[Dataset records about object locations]

——

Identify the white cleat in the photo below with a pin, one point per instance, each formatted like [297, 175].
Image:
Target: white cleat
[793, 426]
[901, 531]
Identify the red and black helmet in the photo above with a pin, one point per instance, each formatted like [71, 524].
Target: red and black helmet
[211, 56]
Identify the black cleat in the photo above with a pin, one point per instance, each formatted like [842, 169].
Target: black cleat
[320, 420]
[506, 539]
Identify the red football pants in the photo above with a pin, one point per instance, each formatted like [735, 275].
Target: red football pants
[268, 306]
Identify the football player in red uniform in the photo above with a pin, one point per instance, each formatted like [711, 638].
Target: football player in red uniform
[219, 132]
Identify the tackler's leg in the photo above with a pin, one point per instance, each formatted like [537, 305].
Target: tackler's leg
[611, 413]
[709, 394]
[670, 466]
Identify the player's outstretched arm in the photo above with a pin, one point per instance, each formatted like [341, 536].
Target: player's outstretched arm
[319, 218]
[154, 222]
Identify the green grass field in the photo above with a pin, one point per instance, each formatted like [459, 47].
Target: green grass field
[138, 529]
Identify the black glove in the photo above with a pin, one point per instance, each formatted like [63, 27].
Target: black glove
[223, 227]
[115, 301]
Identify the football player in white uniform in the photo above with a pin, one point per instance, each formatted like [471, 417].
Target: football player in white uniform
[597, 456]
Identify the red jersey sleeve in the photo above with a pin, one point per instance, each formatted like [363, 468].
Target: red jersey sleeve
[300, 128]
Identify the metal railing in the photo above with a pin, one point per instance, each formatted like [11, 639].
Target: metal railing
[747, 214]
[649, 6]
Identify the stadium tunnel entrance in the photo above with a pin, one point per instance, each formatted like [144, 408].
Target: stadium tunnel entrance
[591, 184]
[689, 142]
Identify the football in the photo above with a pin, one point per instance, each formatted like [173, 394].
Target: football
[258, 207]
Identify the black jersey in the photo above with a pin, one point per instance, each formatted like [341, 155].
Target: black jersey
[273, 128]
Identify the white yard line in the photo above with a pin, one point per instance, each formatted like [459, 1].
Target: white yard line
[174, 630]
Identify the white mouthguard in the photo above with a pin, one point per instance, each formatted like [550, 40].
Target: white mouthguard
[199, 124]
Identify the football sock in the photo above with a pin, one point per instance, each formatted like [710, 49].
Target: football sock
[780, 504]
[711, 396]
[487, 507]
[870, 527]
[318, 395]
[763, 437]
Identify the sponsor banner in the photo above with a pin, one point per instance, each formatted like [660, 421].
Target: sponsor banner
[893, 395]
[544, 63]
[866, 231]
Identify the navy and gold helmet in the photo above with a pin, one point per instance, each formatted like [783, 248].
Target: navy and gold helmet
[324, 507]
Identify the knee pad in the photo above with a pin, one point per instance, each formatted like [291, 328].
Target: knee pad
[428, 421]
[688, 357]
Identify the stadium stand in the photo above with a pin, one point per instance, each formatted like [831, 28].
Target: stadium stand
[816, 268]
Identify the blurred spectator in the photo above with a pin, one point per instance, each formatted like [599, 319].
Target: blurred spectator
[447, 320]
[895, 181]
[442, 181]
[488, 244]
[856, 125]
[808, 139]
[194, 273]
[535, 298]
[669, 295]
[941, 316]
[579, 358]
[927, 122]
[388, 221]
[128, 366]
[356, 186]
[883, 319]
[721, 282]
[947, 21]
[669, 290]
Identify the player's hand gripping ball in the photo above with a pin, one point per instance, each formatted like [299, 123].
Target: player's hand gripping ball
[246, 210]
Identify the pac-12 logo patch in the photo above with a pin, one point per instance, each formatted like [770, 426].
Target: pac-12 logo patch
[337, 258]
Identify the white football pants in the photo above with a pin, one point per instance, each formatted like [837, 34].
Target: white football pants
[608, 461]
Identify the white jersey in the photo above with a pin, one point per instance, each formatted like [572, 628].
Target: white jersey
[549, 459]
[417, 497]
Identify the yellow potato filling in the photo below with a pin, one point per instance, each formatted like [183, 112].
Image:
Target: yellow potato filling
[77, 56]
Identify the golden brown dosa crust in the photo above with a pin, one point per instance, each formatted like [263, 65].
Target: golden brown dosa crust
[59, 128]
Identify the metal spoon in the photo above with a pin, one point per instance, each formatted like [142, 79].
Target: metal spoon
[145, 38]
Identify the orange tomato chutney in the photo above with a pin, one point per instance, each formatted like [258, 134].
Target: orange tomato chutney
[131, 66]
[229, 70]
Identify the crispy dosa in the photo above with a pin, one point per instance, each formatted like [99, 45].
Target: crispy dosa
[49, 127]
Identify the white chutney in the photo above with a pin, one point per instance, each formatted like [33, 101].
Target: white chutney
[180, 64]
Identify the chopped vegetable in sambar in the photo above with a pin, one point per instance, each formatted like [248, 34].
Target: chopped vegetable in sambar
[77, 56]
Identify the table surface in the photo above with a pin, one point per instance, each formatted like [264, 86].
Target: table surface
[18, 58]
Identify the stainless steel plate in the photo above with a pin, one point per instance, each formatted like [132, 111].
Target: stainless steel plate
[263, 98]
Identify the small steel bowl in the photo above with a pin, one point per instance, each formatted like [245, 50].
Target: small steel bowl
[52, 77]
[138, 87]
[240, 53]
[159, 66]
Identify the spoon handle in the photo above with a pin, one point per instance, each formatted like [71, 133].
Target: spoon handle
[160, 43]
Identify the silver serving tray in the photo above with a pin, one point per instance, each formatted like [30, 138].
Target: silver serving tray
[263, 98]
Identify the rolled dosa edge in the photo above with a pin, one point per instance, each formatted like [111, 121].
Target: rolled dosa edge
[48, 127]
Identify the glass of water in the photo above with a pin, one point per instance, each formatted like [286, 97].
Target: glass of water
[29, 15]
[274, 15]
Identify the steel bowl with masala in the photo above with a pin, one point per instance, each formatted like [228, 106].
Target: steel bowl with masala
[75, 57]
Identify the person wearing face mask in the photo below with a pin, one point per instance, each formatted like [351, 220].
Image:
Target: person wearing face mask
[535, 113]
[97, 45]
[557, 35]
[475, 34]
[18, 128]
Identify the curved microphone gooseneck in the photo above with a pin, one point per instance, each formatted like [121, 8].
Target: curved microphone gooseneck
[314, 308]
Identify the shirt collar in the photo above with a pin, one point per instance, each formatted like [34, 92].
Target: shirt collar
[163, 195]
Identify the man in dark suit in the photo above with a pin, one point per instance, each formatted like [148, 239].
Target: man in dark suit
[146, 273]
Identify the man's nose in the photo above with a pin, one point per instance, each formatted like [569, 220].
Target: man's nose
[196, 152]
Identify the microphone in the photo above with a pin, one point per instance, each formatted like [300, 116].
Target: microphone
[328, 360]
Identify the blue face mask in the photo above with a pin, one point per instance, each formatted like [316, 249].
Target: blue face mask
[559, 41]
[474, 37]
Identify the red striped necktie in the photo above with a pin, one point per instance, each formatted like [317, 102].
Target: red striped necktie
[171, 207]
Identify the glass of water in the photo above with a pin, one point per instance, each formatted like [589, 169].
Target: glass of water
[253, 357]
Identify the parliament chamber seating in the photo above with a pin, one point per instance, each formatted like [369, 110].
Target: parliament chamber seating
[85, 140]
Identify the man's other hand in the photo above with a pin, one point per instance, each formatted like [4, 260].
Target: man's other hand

——

-- OBJECTIVE --
All lines from the one containing "Identify the shirt" through the end of the records, both ends included, are to be quoted exactly; please add nothing else.

-- RESPONSE --
Identify the shirt collar in the photo above with a pin, one point per instance, each formatted like [34, 92].
Target: shirt collar
[163, 195]
Identify the man in dark suit in the photo above with a pin, one point per instance, each formatted like [148, 239].
Target: man in dark suit
[146, 273]
Identify the man's nose in the photo above with a pin, one point per instance, each formatted like [569, 220].
Target: man's nose
[196, 152]
Identify the microphone in the photo above with a pin, one point per instance, each formatted like [300, 116].
Target: microphone
[328, 360]
Identify the blue face mask in the photo above with a pin, one point per instance, each formatted like [316, 249].
Target: blue face mask
[559, 41]
[474, 37]
Identify the red striped necktie in the photo above with a pin, one point per instance, each formatted like [317, 102].
Target: red striped necktie
[171, 207]
Identify the glass of water in the photo above with a pin, one point per instance, each formatted like [589, 169].
Target: glass of water
[253, 357]
Identify the parliament chamber seating in the photo above with a pin, one point per instance, each formatted like [369, 110].
Target: parliament chamber seating
[85, 140]
Identify the man's other hand in the photo above with a pin, one point per instance, each formatted like [4, 260].
Target: man's other hand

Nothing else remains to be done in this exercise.